***** Data supplied *****

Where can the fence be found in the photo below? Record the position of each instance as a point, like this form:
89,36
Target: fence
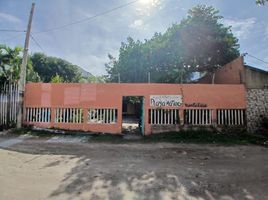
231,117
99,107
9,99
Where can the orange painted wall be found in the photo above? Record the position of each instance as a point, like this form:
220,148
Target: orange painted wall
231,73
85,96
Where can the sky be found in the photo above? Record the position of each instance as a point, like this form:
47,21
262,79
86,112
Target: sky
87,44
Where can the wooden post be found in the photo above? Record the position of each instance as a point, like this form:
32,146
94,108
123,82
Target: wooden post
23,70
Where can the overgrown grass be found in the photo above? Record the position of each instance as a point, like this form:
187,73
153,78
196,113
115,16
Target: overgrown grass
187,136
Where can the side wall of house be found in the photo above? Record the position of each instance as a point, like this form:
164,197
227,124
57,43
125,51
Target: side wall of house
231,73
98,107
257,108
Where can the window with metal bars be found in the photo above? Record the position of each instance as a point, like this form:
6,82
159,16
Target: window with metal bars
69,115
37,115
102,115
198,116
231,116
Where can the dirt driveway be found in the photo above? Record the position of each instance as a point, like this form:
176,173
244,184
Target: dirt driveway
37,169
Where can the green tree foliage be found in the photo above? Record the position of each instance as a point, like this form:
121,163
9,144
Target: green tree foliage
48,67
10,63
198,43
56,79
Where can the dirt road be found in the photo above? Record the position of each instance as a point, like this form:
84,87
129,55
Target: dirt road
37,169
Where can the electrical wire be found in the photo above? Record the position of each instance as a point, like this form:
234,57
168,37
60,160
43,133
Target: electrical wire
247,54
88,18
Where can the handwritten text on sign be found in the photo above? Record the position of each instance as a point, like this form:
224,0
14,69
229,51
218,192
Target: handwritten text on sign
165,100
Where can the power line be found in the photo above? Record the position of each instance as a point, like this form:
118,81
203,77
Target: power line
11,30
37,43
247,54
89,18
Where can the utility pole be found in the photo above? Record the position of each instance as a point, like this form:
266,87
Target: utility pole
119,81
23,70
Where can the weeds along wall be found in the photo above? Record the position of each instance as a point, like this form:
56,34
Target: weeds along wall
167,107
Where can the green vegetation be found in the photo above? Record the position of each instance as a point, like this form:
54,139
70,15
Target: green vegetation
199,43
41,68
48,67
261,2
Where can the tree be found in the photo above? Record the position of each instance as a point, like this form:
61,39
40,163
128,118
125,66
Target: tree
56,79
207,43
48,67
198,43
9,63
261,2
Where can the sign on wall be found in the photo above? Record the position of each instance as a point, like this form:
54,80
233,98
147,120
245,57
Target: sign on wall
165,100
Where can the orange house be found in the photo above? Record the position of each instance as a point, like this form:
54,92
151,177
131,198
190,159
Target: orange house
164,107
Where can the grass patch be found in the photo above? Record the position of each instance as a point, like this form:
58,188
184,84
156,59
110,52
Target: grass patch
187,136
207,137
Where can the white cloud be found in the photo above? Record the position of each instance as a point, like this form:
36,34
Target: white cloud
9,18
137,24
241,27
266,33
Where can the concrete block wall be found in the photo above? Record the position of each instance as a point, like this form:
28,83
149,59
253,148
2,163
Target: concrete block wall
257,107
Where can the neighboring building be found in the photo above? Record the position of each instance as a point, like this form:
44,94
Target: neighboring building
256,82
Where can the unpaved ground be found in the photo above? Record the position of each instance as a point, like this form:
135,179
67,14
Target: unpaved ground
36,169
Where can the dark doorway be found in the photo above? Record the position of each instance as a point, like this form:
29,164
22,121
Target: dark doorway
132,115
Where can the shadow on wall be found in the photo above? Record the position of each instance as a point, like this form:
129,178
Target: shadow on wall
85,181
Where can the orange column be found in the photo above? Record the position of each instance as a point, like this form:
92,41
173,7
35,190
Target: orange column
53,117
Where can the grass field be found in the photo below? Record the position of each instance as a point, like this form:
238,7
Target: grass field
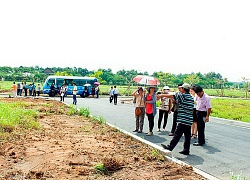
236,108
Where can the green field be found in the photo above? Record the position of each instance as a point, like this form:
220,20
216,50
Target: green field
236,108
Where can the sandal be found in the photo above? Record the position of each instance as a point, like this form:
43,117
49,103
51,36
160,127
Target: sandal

*****
***** Data supplied *****

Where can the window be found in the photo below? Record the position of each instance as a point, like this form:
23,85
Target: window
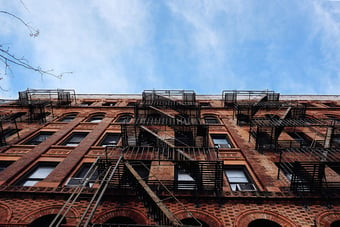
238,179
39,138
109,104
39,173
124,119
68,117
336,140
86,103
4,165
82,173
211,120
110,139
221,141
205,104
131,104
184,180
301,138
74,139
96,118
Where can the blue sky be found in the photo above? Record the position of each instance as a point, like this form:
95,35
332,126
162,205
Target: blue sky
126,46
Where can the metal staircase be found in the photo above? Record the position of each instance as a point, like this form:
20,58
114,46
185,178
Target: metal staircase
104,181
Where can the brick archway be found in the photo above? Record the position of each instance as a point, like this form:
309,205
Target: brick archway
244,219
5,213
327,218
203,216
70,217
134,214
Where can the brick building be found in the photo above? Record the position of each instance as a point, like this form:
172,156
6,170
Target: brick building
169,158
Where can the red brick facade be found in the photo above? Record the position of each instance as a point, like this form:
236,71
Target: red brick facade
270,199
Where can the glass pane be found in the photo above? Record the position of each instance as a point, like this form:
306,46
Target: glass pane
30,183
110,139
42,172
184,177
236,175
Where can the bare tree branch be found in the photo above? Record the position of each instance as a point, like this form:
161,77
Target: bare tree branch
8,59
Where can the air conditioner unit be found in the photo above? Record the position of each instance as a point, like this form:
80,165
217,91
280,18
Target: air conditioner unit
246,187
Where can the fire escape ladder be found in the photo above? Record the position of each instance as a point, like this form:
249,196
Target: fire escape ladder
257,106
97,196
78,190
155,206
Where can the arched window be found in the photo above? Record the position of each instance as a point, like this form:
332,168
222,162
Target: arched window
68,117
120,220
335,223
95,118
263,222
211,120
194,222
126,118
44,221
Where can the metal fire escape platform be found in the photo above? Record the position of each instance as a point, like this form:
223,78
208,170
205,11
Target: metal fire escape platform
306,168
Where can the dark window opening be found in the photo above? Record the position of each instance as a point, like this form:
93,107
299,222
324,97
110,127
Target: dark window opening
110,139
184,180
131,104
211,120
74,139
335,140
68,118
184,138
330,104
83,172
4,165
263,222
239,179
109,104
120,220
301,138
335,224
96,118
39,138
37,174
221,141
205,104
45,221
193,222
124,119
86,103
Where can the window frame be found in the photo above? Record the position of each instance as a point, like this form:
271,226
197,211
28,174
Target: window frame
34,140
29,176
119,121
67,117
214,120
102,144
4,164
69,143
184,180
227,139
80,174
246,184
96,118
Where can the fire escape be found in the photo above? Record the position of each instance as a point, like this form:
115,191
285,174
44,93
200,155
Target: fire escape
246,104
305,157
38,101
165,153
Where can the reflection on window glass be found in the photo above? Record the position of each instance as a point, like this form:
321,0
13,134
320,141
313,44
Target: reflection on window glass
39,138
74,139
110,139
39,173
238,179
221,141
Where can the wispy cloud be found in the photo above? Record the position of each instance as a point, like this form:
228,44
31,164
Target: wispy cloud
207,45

*****
***** Data supplied *****

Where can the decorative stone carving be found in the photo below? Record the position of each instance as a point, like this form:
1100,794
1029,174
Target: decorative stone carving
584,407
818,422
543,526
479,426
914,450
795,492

*****

Goal of the exercise –
Show every line above that contains the string "text". Case counts.

Solution to this task –
Where can the handwritten text on sign be found in the photo above? Record the position of each instance as a point, like this form:
Target: handwritten text on sign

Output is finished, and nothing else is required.